TASK BRIEF:
Write the data out again exactly and in full.
SOURCE DATA section start
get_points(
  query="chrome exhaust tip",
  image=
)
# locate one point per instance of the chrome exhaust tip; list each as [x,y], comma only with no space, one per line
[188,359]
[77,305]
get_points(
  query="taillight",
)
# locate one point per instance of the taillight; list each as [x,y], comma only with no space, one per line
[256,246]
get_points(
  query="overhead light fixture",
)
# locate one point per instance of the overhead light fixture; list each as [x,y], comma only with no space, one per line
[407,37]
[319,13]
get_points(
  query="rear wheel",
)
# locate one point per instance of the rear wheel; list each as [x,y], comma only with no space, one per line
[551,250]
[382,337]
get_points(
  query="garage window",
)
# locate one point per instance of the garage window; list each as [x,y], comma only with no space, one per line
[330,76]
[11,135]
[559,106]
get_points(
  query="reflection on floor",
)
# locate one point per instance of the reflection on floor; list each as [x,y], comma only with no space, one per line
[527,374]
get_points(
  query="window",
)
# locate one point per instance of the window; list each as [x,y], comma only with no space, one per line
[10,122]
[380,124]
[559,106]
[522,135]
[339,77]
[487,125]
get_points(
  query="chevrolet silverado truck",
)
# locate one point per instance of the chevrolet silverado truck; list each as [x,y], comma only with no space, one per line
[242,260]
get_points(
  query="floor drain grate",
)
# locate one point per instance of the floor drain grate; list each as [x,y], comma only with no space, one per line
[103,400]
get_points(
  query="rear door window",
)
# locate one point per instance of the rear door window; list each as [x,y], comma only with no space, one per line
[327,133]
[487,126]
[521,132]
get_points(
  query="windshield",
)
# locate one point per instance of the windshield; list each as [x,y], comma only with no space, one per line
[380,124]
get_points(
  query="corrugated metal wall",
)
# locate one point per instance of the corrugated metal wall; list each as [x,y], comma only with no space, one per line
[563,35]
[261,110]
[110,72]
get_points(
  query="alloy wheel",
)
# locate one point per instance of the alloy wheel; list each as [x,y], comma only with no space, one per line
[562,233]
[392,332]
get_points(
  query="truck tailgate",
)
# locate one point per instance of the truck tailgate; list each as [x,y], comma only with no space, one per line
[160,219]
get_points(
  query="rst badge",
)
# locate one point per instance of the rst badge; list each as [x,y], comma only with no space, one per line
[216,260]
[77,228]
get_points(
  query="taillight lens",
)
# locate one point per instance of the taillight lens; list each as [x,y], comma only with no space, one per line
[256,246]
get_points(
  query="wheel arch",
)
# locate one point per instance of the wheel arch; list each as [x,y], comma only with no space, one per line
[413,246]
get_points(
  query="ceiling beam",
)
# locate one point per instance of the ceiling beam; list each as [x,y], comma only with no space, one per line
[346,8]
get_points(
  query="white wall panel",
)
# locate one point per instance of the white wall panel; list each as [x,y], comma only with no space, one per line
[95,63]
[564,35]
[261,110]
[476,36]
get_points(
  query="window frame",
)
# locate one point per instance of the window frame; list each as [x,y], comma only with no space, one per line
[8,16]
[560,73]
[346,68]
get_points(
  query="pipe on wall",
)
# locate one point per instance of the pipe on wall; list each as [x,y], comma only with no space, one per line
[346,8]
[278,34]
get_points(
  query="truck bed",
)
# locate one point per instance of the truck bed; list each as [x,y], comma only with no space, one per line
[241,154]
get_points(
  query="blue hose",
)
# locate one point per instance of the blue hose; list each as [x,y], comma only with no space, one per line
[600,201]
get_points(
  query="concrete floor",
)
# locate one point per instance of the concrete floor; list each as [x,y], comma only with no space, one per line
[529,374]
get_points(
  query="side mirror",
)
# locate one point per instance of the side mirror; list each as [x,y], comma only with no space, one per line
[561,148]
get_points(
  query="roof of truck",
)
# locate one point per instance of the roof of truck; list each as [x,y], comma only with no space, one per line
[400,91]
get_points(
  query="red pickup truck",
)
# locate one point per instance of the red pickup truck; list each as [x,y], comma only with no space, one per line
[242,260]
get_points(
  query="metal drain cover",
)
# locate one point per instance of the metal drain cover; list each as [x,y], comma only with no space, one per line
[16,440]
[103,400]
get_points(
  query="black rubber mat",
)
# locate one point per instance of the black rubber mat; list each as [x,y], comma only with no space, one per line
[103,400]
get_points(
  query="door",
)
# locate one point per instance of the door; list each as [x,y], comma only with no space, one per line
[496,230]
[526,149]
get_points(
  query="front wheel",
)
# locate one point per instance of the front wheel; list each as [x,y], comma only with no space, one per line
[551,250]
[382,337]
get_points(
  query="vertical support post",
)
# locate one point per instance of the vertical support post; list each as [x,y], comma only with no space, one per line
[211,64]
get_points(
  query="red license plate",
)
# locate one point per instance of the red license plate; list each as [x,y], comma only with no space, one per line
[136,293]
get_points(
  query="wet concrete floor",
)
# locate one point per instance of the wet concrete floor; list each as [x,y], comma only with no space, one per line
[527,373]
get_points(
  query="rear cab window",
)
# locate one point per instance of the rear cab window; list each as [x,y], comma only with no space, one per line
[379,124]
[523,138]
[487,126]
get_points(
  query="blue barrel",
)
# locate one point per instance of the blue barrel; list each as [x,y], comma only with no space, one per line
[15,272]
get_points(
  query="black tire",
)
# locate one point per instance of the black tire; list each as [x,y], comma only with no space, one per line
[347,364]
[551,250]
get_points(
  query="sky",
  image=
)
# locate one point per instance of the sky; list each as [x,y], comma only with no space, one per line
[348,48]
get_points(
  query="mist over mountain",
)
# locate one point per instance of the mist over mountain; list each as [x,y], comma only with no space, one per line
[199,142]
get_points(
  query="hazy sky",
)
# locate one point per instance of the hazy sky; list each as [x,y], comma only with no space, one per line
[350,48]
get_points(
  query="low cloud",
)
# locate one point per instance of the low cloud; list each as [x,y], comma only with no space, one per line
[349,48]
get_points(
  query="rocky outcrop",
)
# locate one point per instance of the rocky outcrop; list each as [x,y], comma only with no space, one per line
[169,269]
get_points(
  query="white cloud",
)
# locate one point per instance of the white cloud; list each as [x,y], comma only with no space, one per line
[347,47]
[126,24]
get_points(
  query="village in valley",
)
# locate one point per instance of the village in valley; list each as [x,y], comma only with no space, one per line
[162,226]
SOURCE DATA section end
ANSWER:
get_points(
  query="chrome exhaust tip",
  image=
)
# locate one point per instance of the chrome exhaust tip; list each as [x,y], comma only with no space, one per line
[188,359]
[77,305]
get_points(
  query="taillight",
)
# locate one point per instance of the taillight; list each as [x,y], comma only with no space, one per line
[256,246]
get_points(
  query="overhead light fixture",
)
# locate one point per instance of the overhead light fixture; list each as [x,y], comma only with no space, one per line
[407,37]
[319,13]
get_points(
  query="rear wheel",
)
# locate one point per instance of the rear wheel; list each as [x,y], comma only with no space, one per line
[551,250]
[382,337]
get_points(
  query="garage window",
)
# locate one point per instance of the garage window; list each as [x,y], comma only with no space, one per line
[330,76]
[11,135]
[559,106]
get_points(
  query="reflection on floor",
)
# locate one point per instance of the reflection on floor; list each as [x,y], comma only with no space, one per line
[527,374]
get_points(
  query="window",
)
# locate one point per instance of the window; list each as [x,y], comma only with no space, one per line
[10,122]
[380,124]
[559,106]
[522,135]
[339,77]
[487,125]
get_points(
  query="chevrolet silverado truck",
)
# locate one point per instance of the chevrolet silverado truck; list each as [x,y], comma only with no space, one per line
[242,260]
get_points(
  query="floor drain grate",
)
# locate one point per instance of the floor drain grate; list each as [x,y], comma only with no space, one per line
[103,400]
get_points(
  query="rear door window",
)
# locate one point per instance of the rear door window; list each as [x,y], comma only with no space, one per line
[327,133]
[487,126]
[521,132]
get_points(
  query="windshield",
)
# locate one point per instance of the windshield; list each as [x,y], comma only with no space, one per line
[380,124]
get_points(
  query="corrugated metal wall",
)
# locate one point per instance of the corrugated metal wall; list each as [x,y], comma only with no space, one per line
[563,35]
[261,110]
[110,72]
get_points(
  query="alloy wheel",
)
# locate one point per instance of the alloy wheel; list each as [x,y], comma only with no space, one per line
[562,233]
[392,332]
get_points(
  query="truck tailgate",
)
# locate one point per instance of the truck tailgate; list each as [x,y], comma only with no space, one per line
[160,219]
get_points(
  query="rst badge",
)
# locate one point per instance of the rst badge; list each as [x,y], comma only with no space, one per line
[216,260]
[77,228]
get_points(
  query="taillight lens",
)
# locate one point per instance of the taillight lens; list each as [x,y], comma only with no space, one per line
[256,246]
get_points(
  query="wheel arch",
)
# locate one point per instance of the wheel arch; list each as [x,y], comma only with no space, one per line
[413,246]
get_points(
  query="ceiling beam",
)
# locate one point per instance of the ceiling beam; list each as [x,y], comma only with no space, one per line
[346,8]
get_points(
  query="white wall panel",
)
# locate one point per instance of the white wall panel; list each as [x,y], comma only with no space, one per line
[95,63]
[564,35]
[261,110]
[476,36]
get_points(
  query="window frame",
)
# locate one point per instance of the window frame; list each as [x,y], comma only with no space, one per line
[8,16]
[560,73]
[346,68]
get_points(
  query="pipe on wall",
)
# locate one point per instance of the pipe on wall; list each as [x,y], comma only with no space, one per line
[346,8]
[278,34]
get_points(
  query="truck bed",
)
# locate one point per instance of the truck bed; list each as [x,y], comma only with no space, one per line
[241,154]
get_points(
  query="blue hose",
)
# locate one point per instance of the blue hose; list each as [x,y], comma only with no space, one per line
[600,201]
get_points(
  query="concrete floor",
)
# locate one point per instance of the concrete floor; list each as [x,y], comma only with no space, one per line
[529,374]
get_points(
  query="side mirror",
)
# locate one point per instance of the side mirror; list each as [x,y], comma only with no space, one per line
[561,148]
get_points(
  query="roof of truck",
)
# locate one point per instance of the roof of truck; list each as [x,y], comma only with no space, one per line
[400,91]
get_points(
  query="red pickup truck",
)
# locate one point per instance of the red pickup truck; list each as [x,y], comma only with no space, one per line
[242,260]
get_points(
  query="metal drain cover",
)
# locate one point per instance of the metal drain cover; list each as [x,y], comma only with no space, one per line
[16,440]
[103,400]
get_points(
  query="black rubber mat",
)
# locate one point per instance of the black rubber mat; list each as [x,y], comma only with no space, one per line
[103,400]
get_points(
  query="door",
)
# locate one point per instance of the door; list each as [x,y], comma only with no space, one per line
[496,230]
[526,149]
get_points(
  query="front wheel",
)
# locate one point per instance of the front wheel; list each as [x,y], comma only with no space, one per line
[551,250]
[382,337]
get_points(
  query="vertical support post",
)
# locate one point per instance of the vertical support post; list each as [x,y], comma only with no space, one per line
[211,64]
get_points(
  query="red license plate",
)
# locate one point per instance of the red license plate; list each as [x,y], comma only with no space, one per line
[136,293]
get_points(
  query="wet concrete floor",
)
# locate one point per instance of the wet concrete floor; list each as [x,y], comma only with no space, one per line
[527,373]
get_points(
  query="rear cab window",
)
# locate one point per instance of the rear cab window; list each as [x,y], comma only with no space, one per line
[379,124]
[523,138]
[487,126]
get_points(
  query="blue barrel",
)
# locate one point per instance of the blue barrel; list each as [x,y], comma only with no space, one per line
[15,272]
get_points(
  query="black tire",
)
# locate one point per instance of the black tire; list each as [x,y], comma only with no space, one per line
[347,364]
[551,250]
get_points(
  query="sky",
  image=
)
# locate one point per instance of the sky; list each as [x,y], comma only with no space, one per line
[348,48]
get_points(
  query="mist over mountain",
)
# locate one point per instance of the mist over mountain; list each as [x,y], comma only with no space, one per line
[199,142]
get_points(
  query="hazy sky",
)
# locate one point per instance of the hazy sky; list each as [x,y], comma only with no space, one per line
[350,48]
get_points(
  query="low cloud",
)
# locate one point per instance of the low cloud; list each as [x,y], comma only with no space, one per line
[349,48]
get_points(
  query="rocky outcrop",
)
# locate one point per instance of the rocky outcrop; list each as [x,y], comma only with no space, one per line
[169,269]
get_points(
  query="white cloud",
)
# locate one point per instance of the white cloud; list each as [x,y], comma only with no space, one per line
[347,47]
[126,24]
get_points(
  query="village in valley",
)
# locate one point per instance of the village in valley; list each as [x,y], comma only with no space, one per line
[162,226]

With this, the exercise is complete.